- [Set exercise 1] Count the lines in the records below that contain the string "dark", treating uppercase and lowercase letters as different. Give only the number.

***** Text extract *****

Due Friday, 23 October 2015 at 2400
Navigation
A. Introduction
For this project you'll implement a miniature relational database management system (DBMS) that stores tables of data, where a table consists of some number of labeled columns of information. Our system will include a very simple query language for extracting information from these tables. For the purposes of this project, we will deal only with very small databases, and therefore will not consider speed and efficiency at all. For that sort of stuff, you might consider taking CS186 at some point.
As an example, consider the following set of three tables containing information about students, about course numbers and locations, and about grades in these courses. Each table has a name (given above the upper-left corner) and each column of each table has a name (given above the double line).

***** Stored rows *****

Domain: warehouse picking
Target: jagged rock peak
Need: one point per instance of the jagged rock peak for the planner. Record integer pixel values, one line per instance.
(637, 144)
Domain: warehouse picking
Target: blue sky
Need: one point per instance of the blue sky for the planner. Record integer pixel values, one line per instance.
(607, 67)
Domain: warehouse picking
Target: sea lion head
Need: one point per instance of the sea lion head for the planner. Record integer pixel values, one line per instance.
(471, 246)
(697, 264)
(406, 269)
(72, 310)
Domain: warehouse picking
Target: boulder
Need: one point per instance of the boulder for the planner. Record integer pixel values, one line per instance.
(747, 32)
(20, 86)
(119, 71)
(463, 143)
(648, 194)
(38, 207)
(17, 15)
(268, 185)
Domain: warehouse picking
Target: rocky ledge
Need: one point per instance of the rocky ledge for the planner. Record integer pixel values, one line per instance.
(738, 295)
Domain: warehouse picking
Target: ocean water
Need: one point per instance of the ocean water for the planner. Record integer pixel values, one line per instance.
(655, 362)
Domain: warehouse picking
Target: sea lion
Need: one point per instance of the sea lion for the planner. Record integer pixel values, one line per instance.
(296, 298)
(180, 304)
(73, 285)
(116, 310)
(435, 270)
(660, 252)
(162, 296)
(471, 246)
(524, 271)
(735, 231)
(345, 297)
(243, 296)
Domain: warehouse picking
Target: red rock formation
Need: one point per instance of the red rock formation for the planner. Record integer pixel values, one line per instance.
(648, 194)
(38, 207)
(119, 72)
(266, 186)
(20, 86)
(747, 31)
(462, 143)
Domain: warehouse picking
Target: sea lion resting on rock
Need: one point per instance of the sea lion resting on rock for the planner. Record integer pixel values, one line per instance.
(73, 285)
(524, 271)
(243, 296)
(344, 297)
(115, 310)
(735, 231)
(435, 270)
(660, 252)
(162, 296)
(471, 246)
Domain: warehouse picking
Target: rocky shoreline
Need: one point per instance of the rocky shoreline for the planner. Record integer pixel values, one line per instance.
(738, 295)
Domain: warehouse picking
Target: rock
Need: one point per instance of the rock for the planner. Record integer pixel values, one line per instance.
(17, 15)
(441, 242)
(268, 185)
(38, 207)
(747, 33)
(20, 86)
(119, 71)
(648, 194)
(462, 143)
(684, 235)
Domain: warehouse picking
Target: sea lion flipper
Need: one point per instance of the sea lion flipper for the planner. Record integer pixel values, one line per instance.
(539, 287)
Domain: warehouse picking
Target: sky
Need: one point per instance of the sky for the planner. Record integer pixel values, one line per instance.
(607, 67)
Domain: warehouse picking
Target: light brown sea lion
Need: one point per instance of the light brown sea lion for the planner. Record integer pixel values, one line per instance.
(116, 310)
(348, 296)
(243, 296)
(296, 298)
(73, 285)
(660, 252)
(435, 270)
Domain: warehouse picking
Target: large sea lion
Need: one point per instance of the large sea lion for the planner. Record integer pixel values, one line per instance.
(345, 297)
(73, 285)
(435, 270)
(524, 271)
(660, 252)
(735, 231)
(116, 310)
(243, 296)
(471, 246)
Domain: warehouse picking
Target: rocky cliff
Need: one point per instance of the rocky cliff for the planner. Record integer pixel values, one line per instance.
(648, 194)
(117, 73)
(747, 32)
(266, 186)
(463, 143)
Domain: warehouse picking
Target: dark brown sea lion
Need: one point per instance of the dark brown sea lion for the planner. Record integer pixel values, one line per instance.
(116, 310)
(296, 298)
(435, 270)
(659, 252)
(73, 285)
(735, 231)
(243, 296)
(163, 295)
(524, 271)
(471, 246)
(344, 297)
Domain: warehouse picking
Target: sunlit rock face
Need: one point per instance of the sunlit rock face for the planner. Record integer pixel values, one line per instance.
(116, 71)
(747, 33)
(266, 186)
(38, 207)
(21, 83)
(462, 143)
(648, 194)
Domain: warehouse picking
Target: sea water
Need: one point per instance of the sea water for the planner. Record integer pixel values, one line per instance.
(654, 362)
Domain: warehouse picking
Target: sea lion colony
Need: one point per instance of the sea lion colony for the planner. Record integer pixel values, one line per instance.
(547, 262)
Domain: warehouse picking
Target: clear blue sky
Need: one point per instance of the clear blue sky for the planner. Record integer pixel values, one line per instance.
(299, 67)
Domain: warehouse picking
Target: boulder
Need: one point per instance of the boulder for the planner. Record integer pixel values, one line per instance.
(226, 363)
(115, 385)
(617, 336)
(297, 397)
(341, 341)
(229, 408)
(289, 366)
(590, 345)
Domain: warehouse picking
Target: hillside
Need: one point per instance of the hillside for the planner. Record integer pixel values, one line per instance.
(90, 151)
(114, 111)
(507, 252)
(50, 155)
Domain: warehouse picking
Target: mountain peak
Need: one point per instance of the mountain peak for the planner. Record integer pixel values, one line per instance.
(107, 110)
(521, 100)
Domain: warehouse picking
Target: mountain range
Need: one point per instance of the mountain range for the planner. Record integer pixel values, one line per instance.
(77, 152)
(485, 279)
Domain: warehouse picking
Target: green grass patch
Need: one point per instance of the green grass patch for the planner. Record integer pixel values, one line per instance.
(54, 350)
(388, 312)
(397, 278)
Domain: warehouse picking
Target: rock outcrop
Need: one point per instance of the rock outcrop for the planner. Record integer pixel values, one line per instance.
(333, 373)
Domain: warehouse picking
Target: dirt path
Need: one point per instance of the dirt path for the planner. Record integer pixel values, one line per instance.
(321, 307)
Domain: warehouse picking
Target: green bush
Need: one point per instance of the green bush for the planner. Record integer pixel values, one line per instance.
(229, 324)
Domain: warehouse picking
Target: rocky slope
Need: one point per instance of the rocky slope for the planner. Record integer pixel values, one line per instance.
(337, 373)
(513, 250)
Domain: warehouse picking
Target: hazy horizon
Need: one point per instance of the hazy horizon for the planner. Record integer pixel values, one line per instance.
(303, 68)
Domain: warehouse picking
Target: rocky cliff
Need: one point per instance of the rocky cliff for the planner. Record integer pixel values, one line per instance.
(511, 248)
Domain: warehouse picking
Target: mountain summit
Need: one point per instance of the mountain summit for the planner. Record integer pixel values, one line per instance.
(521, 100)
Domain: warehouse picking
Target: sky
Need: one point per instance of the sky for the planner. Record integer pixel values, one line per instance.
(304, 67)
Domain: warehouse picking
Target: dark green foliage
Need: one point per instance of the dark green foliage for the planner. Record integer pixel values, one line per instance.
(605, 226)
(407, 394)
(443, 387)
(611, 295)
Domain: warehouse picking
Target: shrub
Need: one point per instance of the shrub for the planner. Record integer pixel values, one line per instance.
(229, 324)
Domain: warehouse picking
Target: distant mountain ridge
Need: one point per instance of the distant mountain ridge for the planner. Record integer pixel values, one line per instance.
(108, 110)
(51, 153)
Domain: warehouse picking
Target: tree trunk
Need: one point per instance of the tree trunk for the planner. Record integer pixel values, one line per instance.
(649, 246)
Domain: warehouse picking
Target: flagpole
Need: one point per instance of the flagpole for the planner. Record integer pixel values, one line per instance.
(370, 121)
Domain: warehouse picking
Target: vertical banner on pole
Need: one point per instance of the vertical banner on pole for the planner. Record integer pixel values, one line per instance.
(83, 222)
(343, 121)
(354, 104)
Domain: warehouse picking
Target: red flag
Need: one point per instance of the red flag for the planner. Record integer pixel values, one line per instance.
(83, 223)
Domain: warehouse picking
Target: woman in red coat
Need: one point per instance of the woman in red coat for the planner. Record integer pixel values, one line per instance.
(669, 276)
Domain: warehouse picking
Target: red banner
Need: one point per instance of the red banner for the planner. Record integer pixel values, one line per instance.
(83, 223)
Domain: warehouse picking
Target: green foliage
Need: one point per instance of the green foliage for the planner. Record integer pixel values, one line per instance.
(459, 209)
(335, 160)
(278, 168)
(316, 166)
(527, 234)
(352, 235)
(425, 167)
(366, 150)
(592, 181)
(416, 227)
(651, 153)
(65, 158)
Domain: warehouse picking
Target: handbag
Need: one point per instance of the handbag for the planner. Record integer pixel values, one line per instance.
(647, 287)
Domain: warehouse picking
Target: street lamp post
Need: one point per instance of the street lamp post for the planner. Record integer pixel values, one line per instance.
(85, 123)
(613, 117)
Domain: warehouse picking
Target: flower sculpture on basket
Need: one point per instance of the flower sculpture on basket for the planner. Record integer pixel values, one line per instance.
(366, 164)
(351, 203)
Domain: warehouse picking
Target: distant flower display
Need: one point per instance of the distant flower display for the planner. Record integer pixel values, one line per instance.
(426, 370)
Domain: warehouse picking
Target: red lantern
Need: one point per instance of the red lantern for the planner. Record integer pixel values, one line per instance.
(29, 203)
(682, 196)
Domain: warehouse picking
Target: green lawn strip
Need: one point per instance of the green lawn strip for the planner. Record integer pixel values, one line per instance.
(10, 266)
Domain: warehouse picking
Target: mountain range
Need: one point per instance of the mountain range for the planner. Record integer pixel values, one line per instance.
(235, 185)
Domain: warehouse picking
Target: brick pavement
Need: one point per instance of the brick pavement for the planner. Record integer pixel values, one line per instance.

*****

- [Set exercise 2] Reproduce verbatim the passage of the project description above that begins with the words "Due Friday, 23" and ends with the words "at some point.".

- [Correct answer 1] 4

- [Correct answer 2]
Due Friday, 23 October 2015 at 2400
Navigation
A. Introduction
For this project you'll implement a miniature relational database management system (DBMS) that stores tables of data, where a table consists of some number of labeled columns of information. Our system will include a very simple query language for extracting information from these tables. For the purposes of this project, we will deal only with very small databases, and therefore will not consider speed and efficiency at all. For that sort of stuff, you might consider taking CS186 at some point.